EXERCISE REQUIREMENTS:
Can you change every "Format like" in the records below to "Use the format" and write them out again, leaving everything else as it is?

(Data items)
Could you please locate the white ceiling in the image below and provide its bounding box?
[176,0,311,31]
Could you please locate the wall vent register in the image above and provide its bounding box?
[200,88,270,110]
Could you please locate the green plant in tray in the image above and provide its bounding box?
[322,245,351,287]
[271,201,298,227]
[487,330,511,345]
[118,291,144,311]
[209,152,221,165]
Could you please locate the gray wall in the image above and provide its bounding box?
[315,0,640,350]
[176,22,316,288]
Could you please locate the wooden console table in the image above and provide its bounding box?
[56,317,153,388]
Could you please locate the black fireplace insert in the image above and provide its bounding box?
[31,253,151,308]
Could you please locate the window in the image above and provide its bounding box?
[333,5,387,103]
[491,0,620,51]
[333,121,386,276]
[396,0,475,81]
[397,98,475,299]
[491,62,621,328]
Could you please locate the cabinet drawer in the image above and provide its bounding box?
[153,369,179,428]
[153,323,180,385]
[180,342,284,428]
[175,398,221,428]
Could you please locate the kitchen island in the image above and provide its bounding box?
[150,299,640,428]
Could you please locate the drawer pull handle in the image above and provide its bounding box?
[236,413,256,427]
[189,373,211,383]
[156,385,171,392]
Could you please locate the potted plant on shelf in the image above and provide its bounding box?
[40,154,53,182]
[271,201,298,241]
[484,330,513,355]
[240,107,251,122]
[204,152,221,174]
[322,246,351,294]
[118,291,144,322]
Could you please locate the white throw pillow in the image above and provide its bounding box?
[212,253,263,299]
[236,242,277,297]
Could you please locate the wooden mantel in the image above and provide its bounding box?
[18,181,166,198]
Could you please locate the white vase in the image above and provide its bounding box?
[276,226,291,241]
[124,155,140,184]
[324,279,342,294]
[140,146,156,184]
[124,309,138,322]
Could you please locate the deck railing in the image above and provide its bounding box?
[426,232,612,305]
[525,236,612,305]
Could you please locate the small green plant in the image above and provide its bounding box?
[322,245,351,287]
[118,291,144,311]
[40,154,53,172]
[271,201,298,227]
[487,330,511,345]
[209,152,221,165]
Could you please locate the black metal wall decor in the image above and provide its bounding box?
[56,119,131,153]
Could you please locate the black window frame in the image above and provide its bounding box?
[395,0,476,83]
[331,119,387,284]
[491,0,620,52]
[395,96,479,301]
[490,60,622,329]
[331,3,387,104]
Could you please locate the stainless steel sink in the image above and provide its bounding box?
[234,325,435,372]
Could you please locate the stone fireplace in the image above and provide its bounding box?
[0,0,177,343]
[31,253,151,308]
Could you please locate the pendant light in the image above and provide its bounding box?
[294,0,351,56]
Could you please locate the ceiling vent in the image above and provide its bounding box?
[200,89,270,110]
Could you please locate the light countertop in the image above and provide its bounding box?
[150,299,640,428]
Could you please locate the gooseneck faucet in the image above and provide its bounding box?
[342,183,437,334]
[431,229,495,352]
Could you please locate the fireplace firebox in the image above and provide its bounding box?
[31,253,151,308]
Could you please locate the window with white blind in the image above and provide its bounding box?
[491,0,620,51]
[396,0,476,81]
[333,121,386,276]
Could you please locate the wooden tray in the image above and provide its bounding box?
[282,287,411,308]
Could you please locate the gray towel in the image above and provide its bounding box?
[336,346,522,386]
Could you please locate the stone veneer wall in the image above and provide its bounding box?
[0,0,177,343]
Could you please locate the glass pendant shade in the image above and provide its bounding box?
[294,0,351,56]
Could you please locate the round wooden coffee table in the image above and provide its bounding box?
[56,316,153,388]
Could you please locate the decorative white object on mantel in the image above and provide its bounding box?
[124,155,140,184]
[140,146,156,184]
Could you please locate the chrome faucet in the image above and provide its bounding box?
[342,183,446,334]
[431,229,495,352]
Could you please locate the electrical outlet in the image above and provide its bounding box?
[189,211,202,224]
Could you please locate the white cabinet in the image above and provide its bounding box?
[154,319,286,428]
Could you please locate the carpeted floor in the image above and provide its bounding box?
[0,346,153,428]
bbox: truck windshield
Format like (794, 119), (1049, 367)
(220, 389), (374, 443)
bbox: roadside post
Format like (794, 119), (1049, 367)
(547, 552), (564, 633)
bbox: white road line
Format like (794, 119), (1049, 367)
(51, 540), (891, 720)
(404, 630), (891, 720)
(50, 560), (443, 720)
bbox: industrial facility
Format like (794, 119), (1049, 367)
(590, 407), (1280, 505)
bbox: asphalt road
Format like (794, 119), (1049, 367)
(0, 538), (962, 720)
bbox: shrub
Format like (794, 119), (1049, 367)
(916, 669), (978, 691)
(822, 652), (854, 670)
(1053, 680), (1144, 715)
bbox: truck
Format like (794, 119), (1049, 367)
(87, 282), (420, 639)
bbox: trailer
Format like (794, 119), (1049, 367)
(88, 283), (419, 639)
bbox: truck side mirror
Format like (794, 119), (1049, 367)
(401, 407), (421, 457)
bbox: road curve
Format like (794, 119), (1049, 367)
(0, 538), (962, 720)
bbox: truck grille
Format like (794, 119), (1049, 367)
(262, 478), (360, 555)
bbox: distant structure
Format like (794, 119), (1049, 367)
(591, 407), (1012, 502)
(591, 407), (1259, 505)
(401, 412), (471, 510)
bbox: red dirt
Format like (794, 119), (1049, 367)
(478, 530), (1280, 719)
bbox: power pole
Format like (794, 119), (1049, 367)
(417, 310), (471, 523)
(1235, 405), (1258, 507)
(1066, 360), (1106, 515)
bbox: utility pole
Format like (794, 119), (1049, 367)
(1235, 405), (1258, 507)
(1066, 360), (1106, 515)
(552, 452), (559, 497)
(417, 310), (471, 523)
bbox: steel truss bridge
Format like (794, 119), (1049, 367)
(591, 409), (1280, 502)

WRITTEN ANSWER:
Could you please locate the white ceiling in the image below and provide its bounding box?
[176,0,311,31]
Could you please locate the wall vent register in the image above and provide its bounding box?
[200,88,270,110]
Could you please locate the green plant in tray in the image above and provide its bounding box?
[322,245,351,287]
[271,201,298,227]
[487,330,511,345]
[118,291,144,311]
[209,152,221,165]
Could you please locate the gray wall in the image above and provide its bounding box?
[315,0,640,350]
[176,22,316,288]
Could you please locate the wooden console table in the image above and provide its bounding box?
[56,317,153,388]
Could you please locate the black fireplace insert in the image above and provide its bounding box?
[31,253,151,308]
Could you please locate the window in the image above and provide its bounding box?
[333,5,387,103]
[491,0,620,51]
[333,121,386,276]
[396,0,475,81]
[397,98,475,299]
[491,62,621,328]
Could you please locate the cabinet drawer in the image above and provide its bounding box?
[153,369,179,428]
[153,323,180,385]
[180,342,284,428]
[175,398,221,428]
Could you please locate the kitchen island in the image above and provide its bounding box?
[150,299,640,428]
Could you please locate the drawer pull handle in the image above and provide its bounding box?
[236,413,256,427]
[189,373,211,383]
[156,385,171,392]
Could you please locate the potted plant on shelf in the image above and provide its bounding box?
[40,154,53,182]
[271,201,298,241]
[484,330,513,355]
[240,107,251,122]
[204,152,221,174]
[322,246,351,294]
[118,291,144,322]
Could you please locate the white throw pillow in the image above and provide its bounding box?
[212,253,263,299]
[236,242,277,297]
Could you please locate the wooden mantel in the image above and provide its bounding box?
[18,181,166,198]
Could you please locate the white vase in the image above and provide its bounding box?
[276,226,291,241]
[124,155,140,184]
[324,279,342,294]
[140,146,156,184]
[124,309,138,322]
Could you please locate the deck railing in the image above and provide its bounding box?
[426,232,612,305]
[525,236,612,305]
Could you please locate the small green plant in the image above and provide its bounding box?
[322,245,351,287]
[118,291,144,311]
[40,154,53,172]
[271,201,298,227]
[487,330,511,345]
[209,152,221,165]
Could you please locate the black metal wall decor in the image above and provide its bounding box?
[56,119,131,153]
Could you please locate the black window frame in the image above and provide its bounding box?
[395,0,476,83]
[331,119,387,284]
[491,0,620,52]
[395,96,479,301]
[490,60,622,329]
[331,3,387,104]
Could you please locate the stainless steel sink in the image above and provide its bounding box?
[234,325,435,372]
Could you please locate the stone fireplace in the image above and provide its bounding box?
[0,0,177,343]
[31,253,151,308]
Could you please locate the pendant light in the image above and provide its bounding box?
[294,0,351,56]
Could you please locate the ceiling vent in the image above and provide its bounding box?
[200,89,270,110]
Could you please locate the light countertop in the image above and provide its bounding box?
[150,299,640,428]
Could you please locate the gooseneck faucet in the image above and provide its bounding box?
[342,183,437,334]
[431,229,495,352]
Could you please locate the fireplace firebox in the image above and provide its bounding box?
[31,253,151,308]
Could you please locate the window with white blind in the image above and provide its bounding box?
[491,0,620,51]
[396,0,476,81]
[333,121,386,276]
Could you please locate the wooden tray in the image above and provide its bounding box?
[282,287,411,308]
Could you please locate the gray towel in the image above and provide its bounding box?
[336,346,522,386]
Could you please locate the stone veneer wall in the image above and provide its bounding box?
[0,0,177,343]
Could you please locate the glass pendant shade in the image above and provide its bounding box?
[294,0,351,56]
Could you please locate the round wooden coffee table in the image above and provide its bounding box?
[56,316,153,388]
Could you please locate the decorative white object on mantel in the image above and provide its bounding box?
[124,155,140,184]
[140,146,156,184]
Could you please locate the chrome faucet in the image above and provide its bounding box?
[342,183,446,334]
[431,229,495,352]
Could you please locate the electrical outlet in the image above and provide its bounding box?
[189,211,202,224]
Could you please locate the white cabinet in the image above and provide its bounding box?
[154,319,286,428]
Could you please locate the carpeted floor in the image above and provide its bounding box?
[0,346,153,428]
bbox: truck windshield
Use the format (794, 119), (1049, 367)
(220, 389), (374, 443)
bbox: roadside post
Use the format (794, 119), (1049, 367)
(547, 552), (564, 633)
bbox: white road line
Use the format (794, 119), (1049, 367)
(51, 540), (891, 720)
(404, 630), (891, 720)
(50, 560), (443, 720)
bbox: industrial facility
Use the format (794, 119), (1049, 367)
(590, 407), (1280, 505)
bbox: asphalt road
Use the format (794, 119), (1049, 367)
(0, 538), (962, 720)
bbox: shrub
Use the format (794, 119), (1049, 367)
(916, 669), (978, 691)
(822, 652), (854, 670)
(1053, 680), (1144, 715)
bbox: truck
Use the format (794, 119), (1049, 367)
(87, 282), (420, 639)
bbox: trailer
Use the format (794, 119), (1049, 367)
(88, 283), (419, 639)
bbox: truck side mirror
Use the format (794, 119), (1049, 367)
(401, 407), (421, 457)
bbox: road curve
Use the format (794, 119), (1049, 367)
(0, 538), (962, 720)
bbox: truck grille
Use the format (794, 119), (1049, 367)
(262, 478), (360, 555)
bbox: distant structure
Use the format (794, 119), (1049, 367)
(591, 407), (1012, 502)
(591, 407), (1259, 505)
(401, 412), (471, 510)
bbox: red dirt
Use the format (794, 119), (1049, 367)
(478, 530), (1280, 719)
bbox: power pole
Use the format (794, 119), (1049, 367)
(417, 310), (471, 523)
(1235, 405), (1258, 507)
(1066, 360), (1106, 515)
bbox: utility pole
Use the format (794, 119), (1049, 367)
(1235, 405), (1258, 507)
(1066, 360), (1106, 515)
(552, 452), (559, 497)
(417, 310), (471, 523)
bbox: steel truss bridge
Use the format (794, 119), (1049, 367)
(591, 409), (1280, 502)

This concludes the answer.